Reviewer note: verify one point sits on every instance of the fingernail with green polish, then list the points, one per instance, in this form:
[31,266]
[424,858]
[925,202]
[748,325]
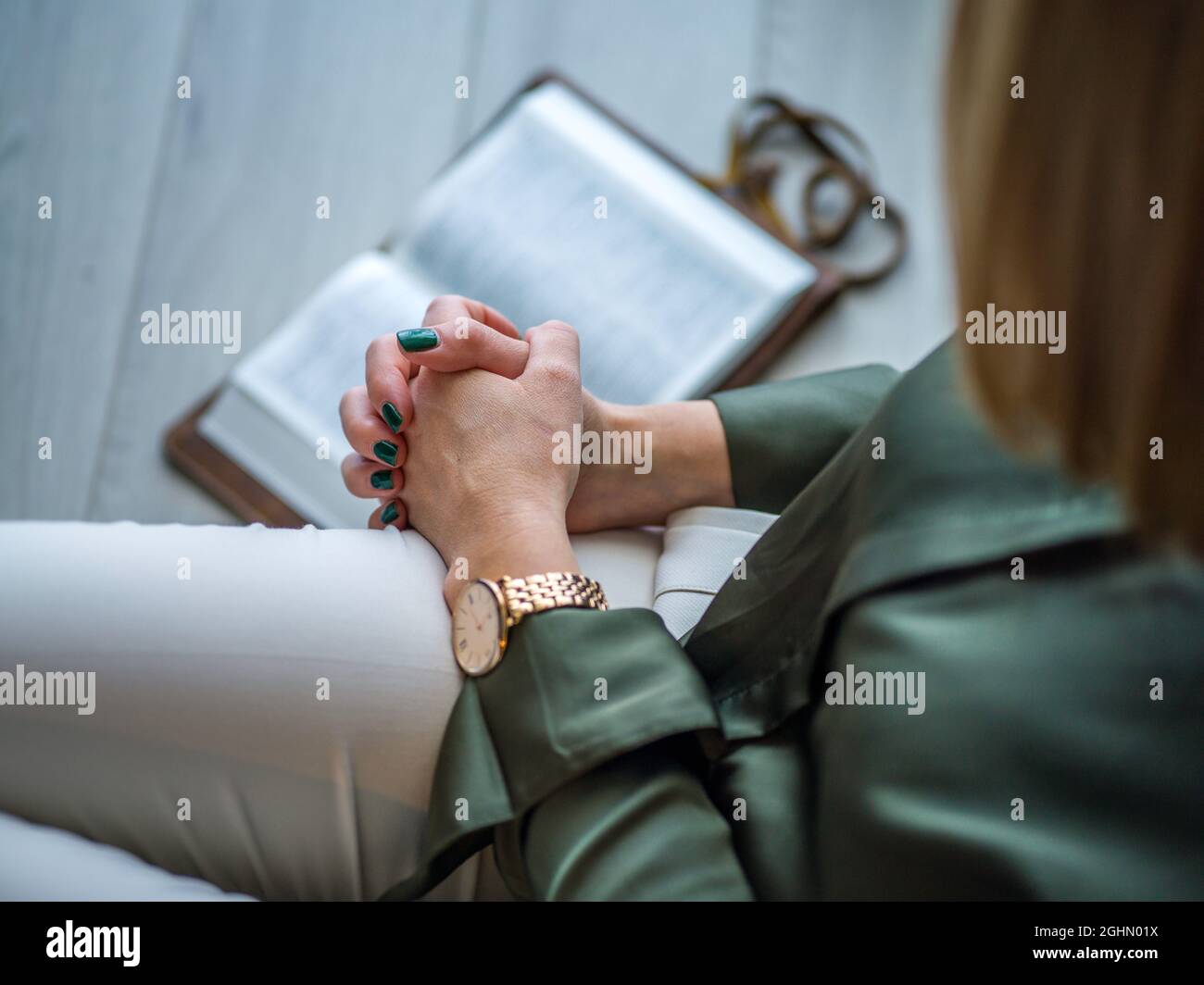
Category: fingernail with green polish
-*-
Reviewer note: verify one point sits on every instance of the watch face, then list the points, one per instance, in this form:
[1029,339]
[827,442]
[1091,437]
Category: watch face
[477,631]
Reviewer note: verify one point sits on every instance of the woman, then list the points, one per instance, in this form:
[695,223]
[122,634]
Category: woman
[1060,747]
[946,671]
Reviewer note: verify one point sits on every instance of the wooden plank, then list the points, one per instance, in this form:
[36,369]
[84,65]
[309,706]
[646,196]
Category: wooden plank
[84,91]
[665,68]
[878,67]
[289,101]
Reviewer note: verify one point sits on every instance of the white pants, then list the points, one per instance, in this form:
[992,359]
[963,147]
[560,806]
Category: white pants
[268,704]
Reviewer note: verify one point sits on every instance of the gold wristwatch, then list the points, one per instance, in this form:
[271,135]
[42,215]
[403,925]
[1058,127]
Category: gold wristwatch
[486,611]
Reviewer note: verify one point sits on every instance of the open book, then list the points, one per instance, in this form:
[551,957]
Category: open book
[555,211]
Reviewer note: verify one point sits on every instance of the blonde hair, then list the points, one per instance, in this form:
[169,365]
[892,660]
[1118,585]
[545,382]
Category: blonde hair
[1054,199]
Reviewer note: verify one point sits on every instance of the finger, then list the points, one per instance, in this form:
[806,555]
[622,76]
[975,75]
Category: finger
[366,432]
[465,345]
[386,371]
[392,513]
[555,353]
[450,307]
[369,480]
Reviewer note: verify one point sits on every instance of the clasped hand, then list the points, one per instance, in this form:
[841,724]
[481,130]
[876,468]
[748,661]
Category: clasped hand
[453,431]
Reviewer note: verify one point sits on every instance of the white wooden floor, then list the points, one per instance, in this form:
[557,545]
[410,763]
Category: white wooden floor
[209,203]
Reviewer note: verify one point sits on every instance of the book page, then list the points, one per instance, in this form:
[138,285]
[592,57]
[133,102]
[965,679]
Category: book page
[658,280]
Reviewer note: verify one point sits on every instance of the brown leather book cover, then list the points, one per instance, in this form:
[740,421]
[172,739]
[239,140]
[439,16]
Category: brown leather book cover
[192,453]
-*-
**STATED TASK**
Pick out and copy every line above that contains the string "leather". Case counts.

**EXERCISE ANSWER**
Reviewer note: verify one point sits on every instance of the brown leather book cover, then list the points, one per instance, in this form:
Category: brown leather book cover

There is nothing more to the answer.